REQUIRED WORK: Using the records below, copy out exactly the line that contains "Note for the class: annotate every instance of the boat railing" and every line that follows it, up to and including the last, and no others.
(Beginning of EXERCISE DATA)
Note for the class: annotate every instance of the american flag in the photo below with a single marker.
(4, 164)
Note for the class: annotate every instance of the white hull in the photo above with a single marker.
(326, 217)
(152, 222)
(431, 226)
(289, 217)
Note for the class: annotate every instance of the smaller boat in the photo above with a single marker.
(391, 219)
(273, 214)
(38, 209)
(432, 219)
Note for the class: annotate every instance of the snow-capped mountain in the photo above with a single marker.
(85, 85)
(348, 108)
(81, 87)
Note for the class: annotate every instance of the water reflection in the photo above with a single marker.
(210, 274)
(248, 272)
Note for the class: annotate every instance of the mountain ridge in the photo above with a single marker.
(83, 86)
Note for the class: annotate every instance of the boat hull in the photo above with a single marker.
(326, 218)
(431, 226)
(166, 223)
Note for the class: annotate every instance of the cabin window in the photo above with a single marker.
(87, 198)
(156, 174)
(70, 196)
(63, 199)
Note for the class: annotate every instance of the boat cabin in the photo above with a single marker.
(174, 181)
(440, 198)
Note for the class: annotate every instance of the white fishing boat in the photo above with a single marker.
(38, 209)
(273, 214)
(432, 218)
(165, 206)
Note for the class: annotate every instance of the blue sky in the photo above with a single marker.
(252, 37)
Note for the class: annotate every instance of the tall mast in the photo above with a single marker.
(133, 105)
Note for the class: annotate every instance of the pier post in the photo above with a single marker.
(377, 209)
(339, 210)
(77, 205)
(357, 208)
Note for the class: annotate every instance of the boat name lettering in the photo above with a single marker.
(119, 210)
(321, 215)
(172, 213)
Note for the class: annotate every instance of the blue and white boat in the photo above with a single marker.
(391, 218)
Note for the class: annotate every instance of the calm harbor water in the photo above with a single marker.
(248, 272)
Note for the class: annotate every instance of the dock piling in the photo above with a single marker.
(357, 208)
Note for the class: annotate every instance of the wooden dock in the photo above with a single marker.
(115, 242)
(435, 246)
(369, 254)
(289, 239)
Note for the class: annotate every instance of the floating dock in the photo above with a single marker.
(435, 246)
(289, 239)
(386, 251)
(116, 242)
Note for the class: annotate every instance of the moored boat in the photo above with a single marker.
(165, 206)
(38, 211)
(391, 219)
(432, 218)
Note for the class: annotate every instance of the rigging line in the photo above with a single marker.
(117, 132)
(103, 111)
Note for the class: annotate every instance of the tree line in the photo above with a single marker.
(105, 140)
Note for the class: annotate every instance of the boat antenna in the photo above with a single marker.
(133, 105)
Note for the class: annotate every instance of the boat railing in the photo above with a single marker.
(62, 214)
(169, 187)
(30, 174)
(End of EXERCISE DATA)
OUTPUT BELOW:
Note for the class: annotate every instance of the boat railing in the photo above with a single marker.
(62, 214)
(169, 187)
(30, 174)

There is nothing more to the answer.